▸ ABOUT THIS EXERCISE
Go over the entries and report the lines where the word "distant" occurs.

▸ DATA PROVIDED
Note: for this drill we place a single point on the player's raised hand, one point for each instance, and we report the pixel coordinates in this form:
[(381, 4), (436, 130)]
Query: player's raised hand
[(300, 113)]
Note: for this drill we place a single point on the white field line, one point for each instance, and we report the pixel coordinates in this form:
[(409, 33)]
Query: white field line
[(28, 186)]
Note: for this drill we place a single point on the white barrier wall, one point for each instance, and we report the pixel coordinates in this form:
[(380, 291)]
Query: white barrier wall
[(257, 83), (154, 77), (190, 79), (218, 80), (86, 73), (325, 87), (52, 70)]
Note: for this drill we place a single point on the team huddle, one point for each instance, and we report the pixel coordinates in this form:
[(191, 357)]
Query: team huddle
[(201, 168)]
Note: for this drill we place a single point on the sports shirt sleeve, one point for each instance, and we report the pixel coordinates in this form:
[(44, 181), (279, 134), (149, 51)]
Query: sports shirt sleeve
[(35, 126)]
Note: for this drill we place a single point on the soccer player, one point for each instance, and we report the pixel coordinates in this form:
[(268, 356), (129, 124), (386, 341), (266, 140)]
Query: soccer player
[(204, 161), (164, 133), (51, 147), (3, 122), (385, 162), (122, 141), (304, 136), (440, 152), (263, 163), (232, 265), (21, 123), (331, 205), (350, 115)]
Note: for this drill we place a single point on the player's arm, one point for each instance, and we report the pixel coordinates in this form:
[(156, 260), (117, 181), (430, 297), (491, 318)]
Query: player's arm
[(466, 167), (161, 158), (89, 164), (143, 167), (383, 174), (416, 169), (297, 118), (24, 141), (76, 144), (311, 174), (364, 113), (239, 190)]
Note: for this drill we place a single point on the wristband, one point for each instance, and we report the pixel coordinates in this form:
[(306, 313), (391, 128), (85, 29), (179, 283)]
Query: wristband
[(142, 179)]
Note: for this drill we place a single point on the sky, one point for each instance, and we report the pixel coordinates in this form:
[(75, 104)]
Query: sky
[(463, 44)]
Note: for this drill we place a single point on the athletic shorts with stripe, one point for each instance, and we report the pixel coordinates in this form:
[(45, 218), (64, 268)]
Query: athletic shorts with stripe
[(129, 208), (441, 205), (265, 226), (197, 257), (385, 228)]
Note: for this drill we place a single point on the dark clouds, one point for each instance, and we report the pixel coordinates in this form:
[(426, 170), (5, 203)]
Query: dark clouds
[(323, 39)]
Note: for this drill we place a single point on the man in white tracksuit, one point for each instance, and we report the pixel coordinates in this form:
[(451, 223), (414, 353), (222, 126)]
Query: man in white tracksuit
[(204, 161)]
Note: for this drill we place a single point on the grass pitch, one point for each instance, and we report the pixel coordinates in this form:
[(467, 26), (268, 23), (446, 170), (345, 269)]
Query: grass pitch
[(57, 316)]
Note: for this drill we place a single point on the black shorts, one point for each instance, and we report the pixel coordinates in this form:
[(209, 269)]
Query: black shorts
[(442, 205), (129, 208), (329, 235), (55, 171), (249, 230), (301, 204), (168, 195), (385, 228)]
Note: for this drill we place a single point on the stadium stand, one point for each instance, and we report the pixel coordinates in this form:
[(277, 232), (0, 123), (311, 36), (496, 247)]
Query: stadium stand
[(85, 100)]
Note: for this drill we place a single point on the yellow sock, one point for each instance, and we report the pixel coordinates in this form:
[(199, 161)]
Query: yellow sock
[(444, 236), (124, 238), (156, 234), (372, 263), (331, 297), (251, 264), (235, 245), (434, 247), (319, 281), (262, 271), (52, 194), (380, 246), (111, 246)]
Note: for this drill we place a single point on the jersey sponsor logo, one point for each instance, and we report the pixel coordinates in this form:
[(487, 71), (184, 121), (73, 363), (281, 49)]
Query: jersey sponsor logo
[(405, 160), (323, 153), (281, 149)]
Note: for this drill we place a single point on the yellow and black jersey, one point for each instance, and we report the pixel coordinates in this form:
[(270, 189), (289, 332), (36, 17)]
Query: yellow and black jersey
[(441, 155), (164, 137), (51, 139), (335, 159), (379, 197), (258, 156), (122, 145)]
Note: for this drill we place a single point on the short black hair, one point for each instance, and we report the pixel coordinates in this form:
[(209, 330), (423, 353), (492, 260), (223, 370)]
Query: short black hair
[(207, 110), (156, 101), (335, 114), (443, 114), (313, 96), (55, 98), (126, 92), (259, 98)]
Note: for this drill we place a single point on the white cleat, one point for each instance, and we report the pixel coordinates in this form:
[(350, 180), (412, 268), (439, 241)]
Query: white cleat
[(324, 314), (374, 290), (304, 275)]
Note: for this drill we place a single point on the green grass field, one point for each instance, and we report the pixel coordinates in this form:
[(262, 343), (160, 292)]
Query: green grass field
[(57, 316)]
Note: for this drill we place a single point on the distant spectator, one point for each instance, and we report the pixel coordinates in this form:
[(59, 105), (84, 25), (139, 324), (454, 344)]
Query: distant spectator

▸ RESPONSE TO THE EXERCISE
Note: for this drill we place a single point on the distant spectator, one point for each instance, and we report the pixel coordinates in this form:
Query: distant spectator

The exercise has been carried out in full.